Please copy out all of the records below with "Mark" substituted for "Tag" and nothing else altered. Leave out the pictures.

## Records provided

++++++++++

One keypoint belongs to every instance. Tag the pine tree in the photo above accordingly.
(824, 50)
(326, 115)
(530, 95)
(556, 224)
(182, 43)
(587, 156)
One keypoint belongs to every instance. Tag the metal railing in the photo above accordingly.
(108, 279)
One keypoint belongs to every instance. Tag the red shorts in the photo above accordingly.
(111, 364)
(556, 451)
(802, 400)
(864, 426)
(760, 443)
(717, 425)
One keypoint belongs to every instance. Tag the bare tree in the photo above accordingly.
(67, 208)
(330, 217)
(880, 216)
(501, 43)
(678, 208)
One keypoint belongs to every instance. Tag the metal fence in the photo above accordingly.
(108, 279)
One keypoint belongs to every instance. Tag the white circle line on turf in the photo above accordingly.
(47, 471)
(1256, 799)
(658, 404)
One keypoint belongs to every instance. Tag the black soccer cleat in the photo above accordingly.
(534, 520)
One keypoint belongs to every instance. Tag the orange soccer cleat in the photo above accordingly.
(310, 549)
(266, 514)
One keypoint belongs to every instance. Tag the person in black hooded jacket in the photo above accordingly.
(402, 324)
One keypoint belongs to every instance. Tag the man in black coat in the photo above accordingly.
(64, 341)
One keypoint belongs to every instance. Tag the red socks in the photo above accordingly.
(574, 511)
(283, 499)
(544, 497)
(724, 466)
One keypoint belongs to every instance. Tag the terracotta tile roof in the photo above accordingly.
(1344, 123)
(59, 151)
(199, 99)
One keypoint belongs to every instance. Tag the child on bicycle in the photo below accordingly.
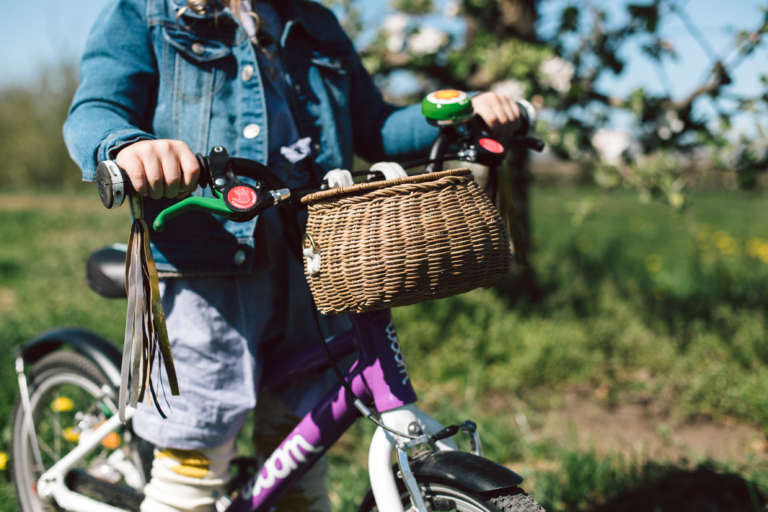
(276, 82)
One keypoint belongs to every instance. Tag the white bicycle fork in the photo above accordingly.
(409, 419)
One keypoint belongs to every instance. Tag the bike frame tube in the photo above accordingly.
(379, 376)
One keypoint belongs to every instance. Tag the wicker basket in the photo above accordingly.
(398, 242)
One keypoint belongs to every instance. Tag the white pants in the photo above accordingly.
(196, 480)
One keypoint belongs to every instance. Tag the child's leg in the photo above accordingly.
(188, 480)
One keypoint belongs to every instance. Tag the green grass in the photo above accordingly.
(632, 303)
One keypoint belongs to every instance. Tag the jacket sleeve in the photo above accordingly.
(381, 130)
(118, 82)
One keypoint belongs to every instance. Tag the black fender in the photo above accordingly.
(101, 352)
(461, 470)
(465, 471)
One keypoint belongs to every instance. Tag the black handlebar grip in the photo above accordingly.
(113, 184)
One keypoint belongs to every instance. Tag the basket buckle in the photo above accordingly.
(311, 255)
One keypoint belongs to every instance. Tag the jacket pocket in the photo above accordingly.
(197, 65)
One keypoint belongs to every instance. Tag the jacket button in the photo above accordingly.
(251, 131)
(247, 73)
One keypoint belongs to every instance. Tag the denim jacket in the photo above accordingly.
(148, 72)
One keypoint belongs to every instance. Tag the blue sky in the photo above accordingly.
(39, 33)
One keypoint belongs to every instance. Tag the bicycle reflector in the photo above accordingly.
(447, 107)
(490, 151)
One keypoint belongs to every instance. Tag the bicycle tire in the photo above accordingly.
(79, 384)
(442, 497)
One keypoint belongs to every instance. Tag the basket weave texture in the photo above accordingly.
(399, 242)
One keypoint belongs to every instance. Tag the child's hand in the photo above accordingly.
(501, 114)
(160, 168)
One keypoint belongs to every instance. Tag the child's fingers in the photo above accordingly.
(190, 169)
(131, 163)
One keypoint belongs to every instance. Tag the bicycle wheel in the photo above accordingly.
(69, 398)
(443, 497)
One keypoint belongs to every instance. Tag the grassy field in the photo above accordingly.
(632, 376)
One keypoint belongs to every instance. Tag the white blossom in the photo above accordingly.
(451, 9)
(673, 121)
(664, 132)
(610, 144)
(427, 40)
(557, 73)
(511, 89)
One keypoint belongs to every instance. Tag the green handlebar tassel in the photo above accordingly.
(214, 205)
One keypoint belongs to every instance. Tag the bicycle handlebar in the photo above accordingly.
(451, 110)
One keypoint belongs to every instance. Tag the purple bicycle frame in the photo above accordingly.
(378, 376)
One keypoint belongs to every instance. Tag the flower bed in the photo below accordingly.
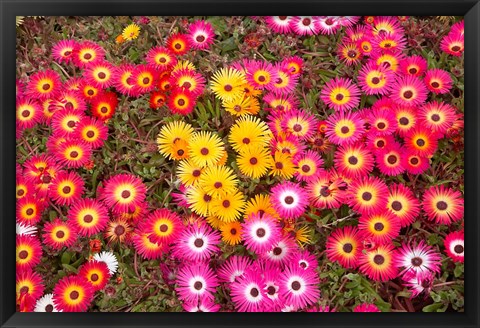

++++++++++

## Output for this task
One keypoint belongs to every instance. Mark the pine tree in the photo above accordingly.
(824, 50)
(326, 115)
(530, 95)
(556, 224)
(182, 43)
(587, 156)
One keypoint belongs to every instance. Mark the metal railing in the photo above accordingly.
(108, 279)
One keypoint belongs to every instance. Mark the red shorts in the photo above accordingly.
(111, 364)
(556, 451)
(802, 400)
(864, 426)
(760, 443)
(717, 425)
One keypoint belongs to every instance. Mark the bare tree in the photo above accordingly.
(67, 208)
(330, 217)
(880, 216)
(501, 43)
(678, 208)
One keypoint belongs to every instance. Mark the metal fence in the photo above accordingly.
(108, 279)
One keypoint belongs to every instance. Mark the white circle line on turf in the photo above accordingly.
(47, 471)
(1256, 799)
(658, 404)
One keypoint belongs to every instance. Mark the black soccer cleat in the photo above accordingly.
(534, 520)
One keypoint belongs to every instance. Mark the orange soccer cleat in the photo above accordingly.
(310, 549)
(266, 514)
One keypoint belongs to every instance. Mark the person in black hooded jacket in the photo above accordingly.
(402, 324)
One keypoint belongs to every instance. Mark the man in black coat in the photo above accordingly.
(64, 341)
One keypoint belongs to every instance. Mark the red socks in the photo above accordingly.
(574, 511)
(283, 499)
(544, 497)
(724, 466)
One keypoint belongs to every instance. Mark the terracotta tile roof in the photo above accordingly.
(1344, 123)
(59, 151)
(199, 99)
One keypoint belongs to every instance. Mark the child on bicycle in the photo below accordingly.
(276, 82)
One keypoint belongs to every instance. Mark the white bicycle fork in the photo above accordingly.
(409, 419)
One keypoint belongs to every instance. Mark the bike frame tube in the photo above accordingly.
(379, 376)
One keypoint belongs to every instance. Mark the wicker basket in the photo above accordingly.
(398, 242)
One keypoint belongs to every instance. Mark the white pants in the photo above accordingly.
(196, 480)
One keypoint belongs to every instance. Mark the child's leg in the photo above accordingly.
(188, 480)
One keypoint belongs to every instance. Mark the green grass in the photo above accordingly.
(632, 303)
One keypoint belongs to every instance. Mark the jacket sleeve in the photo above accordingly.
(381, 130)
(118, 82)
One keypoint belongs to every instance. Mark the black fender in the photo above accordingly.
(101, 352)
(461, 470)
(465, 471)
One keypoint belongs to every instance. Mark the black handlebar grip in the photo above accordingly.
(113, 184)
One keypoint belongs to every instance. Mark the basket buckle in the photo above accordingly.
(311, 255)
One keypoint belongs to every instance. Mark the jacket pocket in the photo above accordingly.
(197, 65)
One keypoint belongs to every instance. Mark the jacket button in the photo above accordingly.
(251, 131)
(247, 73)
One keypoint belongs to every instance. Mark the denim jacket in the photo above accordingly.
(148, 72)
One keypoint belongs to every instance. Mark the blue sky in the photo above accordingly.
(39, 33)
One keypoint belongs to every instance. Mark the bicycle reflector in the photo above accordingly.
(447, 107)
(490, 151)
One keypoint belongs to every instance. Mark the bicycle tire in the photo above accordingly.
(79, 384)
(442, 497)
One keypoint belongs to every instance. Mark the basket weave texture in the photo above accordingly.
(399, 242)
One keypoint belongs to every instance. Mark the child's hand in the photo above accordingly.
(501, 114)
(160, 168)
One keypoint belongs to every instance. Mark the child's fingers in the photo above accordingly.
(190, 169)
(131, 163)
One keypoint belongs to every instance. Mark the bicycle wheel in the photo above accordingly.
(69, 398)
(443, 497)
One keypoint belongs to every instance. Mark the grassy field in the photo above accordingly.
(632, 376)
One keypoint belongs to every instance. Mark the white blossom in the photo above accordingly.
(451, 9)
(673, 121)
(664, 132)
(610, 144)
(427, 40)
(557, 73)
(511, 89)
One keypoint belongs to every instance. Mark the green handlebar tassel in the photo above accordingly.
(214, 205)
One keypoint belongs to every instance. Mark the bicycle handlebar in the photo above accordingly.
(451, 110)
One keypoint belongs to every instance. Mark the purple bicycle frame in the photo above accordingly.
(378, 376)
One keypoint belongs to every instance. Mark the flower bed in the photo below accordingly.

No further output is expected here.